Written exercise |
Rewrite the lines below, replacing "thickest part" with "widest part" wherever it occurs and keeping everything else the same.

Data records |
○ ○ ○ ○ ○ ○ ○

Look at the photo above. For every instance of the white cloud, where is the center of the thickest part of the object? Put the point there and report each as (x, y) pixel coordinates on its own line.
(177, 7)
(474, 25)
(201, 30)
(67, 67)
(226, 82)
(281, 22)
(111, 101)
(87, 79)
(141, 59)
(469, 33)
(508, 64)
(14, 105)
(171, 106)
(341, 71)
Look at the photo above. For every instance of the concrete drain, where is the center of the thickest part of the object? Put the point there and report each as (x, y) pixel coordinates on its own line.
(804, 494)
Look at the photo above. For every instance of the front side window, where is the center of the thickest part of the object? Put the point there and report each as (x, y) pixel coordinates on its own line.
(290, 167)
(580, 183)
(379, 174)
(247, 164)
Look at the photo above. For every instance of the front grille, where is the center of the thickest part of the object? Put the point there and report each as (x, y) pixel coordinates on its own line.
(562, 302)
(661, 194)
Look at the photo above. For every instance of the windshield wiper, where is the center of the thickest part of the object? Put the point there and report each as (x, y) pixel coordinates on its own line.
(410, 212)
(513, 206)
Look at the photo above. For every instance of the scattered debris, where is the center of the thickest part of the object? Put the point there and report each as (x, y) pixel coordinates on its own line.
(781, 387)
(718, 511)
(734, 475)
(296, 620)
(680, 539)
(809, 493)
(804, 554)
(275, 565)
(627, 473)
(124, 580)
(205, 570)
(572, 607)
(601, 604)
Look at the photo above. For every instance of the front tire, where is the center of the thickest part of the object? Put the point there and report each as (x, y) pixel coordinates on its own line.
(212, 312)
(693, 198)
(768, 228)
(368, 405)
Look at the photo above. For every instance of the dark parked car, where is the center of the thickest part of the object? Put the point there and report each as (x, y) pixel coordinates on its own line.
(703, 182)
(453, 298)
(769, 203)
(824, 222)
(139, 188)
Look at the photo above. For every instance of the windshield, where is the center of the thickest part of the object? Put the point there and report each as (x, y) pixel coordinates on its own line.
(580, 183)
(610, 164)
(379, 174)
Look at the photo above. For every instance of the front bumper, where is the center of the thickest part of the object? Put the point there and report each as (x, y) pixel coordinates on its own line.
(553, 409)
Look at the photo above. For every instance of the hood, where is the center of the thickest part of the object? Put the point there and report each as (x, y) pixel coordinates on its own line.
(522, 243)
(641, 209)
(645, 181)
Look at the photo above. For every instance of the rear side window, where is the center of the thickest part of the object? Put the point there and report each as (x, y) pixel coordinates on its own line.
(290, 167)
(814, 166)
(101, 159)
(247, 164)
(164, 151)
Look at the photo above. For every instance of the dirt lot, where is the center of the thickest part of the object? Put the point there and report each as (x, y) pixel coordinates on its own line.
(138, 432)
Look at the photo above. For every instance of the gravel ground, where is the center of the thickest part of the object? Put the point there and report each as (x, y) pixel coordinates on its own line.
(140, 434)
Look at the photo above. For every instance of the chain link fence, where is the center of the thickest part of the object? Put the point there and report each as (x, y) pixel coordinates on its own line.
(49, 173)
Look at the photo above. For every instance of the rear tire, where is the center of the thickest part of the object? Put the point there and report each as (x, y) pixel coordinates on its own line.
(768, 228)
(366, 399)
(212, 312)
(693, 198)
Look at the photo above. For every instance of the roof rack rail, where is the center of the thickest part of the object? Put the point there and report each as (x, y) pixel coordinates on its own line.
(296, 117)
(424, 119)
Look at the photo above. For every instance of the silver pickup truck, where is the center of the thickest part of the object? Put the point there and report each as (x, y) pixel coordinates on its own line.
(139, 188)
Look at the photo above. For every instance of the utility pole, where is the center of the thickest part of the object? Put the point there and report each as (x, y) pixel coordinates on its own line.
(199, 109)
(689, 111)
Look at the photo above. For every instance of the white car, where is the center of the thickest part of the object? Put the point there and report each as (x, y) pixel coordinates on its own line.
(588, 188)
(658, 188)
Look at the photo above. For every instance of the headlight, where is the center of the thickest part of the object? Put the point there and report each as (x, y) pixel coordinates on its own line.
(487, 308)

○ ○ ○ ○ ○ ○ ○

The solution |
Look at the photo above. For every instance of the white cloud, where is the center of the widest part of the object? Put the point there and report each as (x, y) pixel coordinates on its own line.
(177, 7)
(474, 25)
(201, 30)
(67, 67)
(226, 82)
(281, 22)
(111, 101)
(87, 79)
(141, 59)
(469, 33)
(508, 64)
(14, 105)
(171, 106)
(341, 71)
Look at the photo above. For every instance of the concrete drain, where is the center of the widest part of the object? Put the point there and report each as (x, y) pixel coordinates on its own line.
(804, 494)
Look at the photo above. For every instance of the front side window, where is the center of the widest part of the object? Put the point there and report each as (x, y) pixel coordinates on its own line.
(290, 167)
(580, 183)
(379, 174)
(247, 164)
Look at the photo above. For every instance of the front grille, where is the center of the widest part of the object? Put the point there and report each as (x, y) pixel coordinates on its own line.
(562, 302)
(661, 194)
Look at the photo above. For every instance of the windshield wiper, where is the center of the widest part of the object? Put the point there and report each as (x, y) pixel coordinates on its own line.
(410, 212)
(513, 206)
Look at the photo above. For every instance of the scattered debris, where is the center of the widest part of the object? Put the point there and report each as (x, y) pixel coordinates on its own line.
(781, 387)
(718, 511)
(734, 475)
(296, 620)
(680, 539)
(809, 493)
(804, 554)
(275, 565)
(627, 473)
(124, 580)
(205, 570)
(572, 607)
(601, 604)
Look at the photo above. For every instance of the front tire, where is the center of the widest part of the object? Put the point there and report each as (x, y) pixel coordinates on its own line.
(212, 312)
(693, 198)
(768, 228)
(368, 405)
Look at the photo above. For every instance of the dark parked car, where is the center of the widest part of the object? Put the point there and report each as (x, y) pixel coordinates on its own line.
(703, 182)
(453, 298)
(769, 203)
(824, 222)
(139, 188)
Look at the photo above. For every instance of the windshield, where is the center of the widest part of the object? Put the point there and report each as (x, y) pixel coordinates on its own line.
(580, 183)
(610, 164)
(379, 174)
Look at the photo above. For every instance of the front bumper, where is the center of the widest part of the object? Put the point there and report each as (x, y) pixel coordinates on its own line.
(553, 409)
Look at the photo above. For every instance of the hood, where is the center of the widest part of the object? Put the point there and report each as (x, y) pixel coordinates on its own line.
(522, 243)
(641, 209)
(645, 181)
Look at the photo above. For every instance of the rear side window, where is the center of the widest part of the object? Put the point there and report each as (x, y) pixel coordinates on its own line.
(290, 167)
(814, 166)
(101, 159)
(247, 164)
(164, 151)
Look at the photo above. For every instance of the dirt lot, where is the center of the widest part of the object? Put the point there and report each as (x, y) pixel coordinates on its own line.
(138, 432)
Look at the photo above. For every instance of the gravel ground, where is the center of the widest part of the object? Put the point there and report each as (x, y) pixel coordinates on its own line.
(140, 434)
Look at the photo above. For every instance of the chain link fence, where is the center of the widest part of the object? Put the point there and report each as (x, y) pixel coordinates on its own line.
(49, 173)
Look at the photo above. For every instance of the rear tire, where is the center of the widest part of the object? Put the point there and report each as (x, y) pixel coordinates on its own line.
(768, 228)
(366, 399)
(212, 312)
(693, 198)
Look at the photo above. For every instance of the roof rack rail, where is the center of the widest part of the object? Put the point there and report each as (x, y) pixel coordinates on its own line.
(296, 117)
(424, 119)
Look at the photo above. For every instance of the silver pickup truck, where is the center of the widest part of the object? Put the point there and report each as (x, y) pixel coordinates on its own line.
(139, 188)
Look at the photo above. For every instance of the utility pole, where is the center of the widest part of the object? Put the point there and report each as (x, y) pixel coordinates on its own line.
(199, 109)
(689, 111)
Look at the photo above. For every instance of the white car, where is the center of the widest part of the object? Put the point there and report each as (x, y) pixel coordinates on its own line.
(588, 188)
(658, 188)
Look at the photo above. For every instance of the headlight, where is the center of the widest part of the object? Put the point there and report each as (x, y) pixel coordinates on its own line.
(487, 308)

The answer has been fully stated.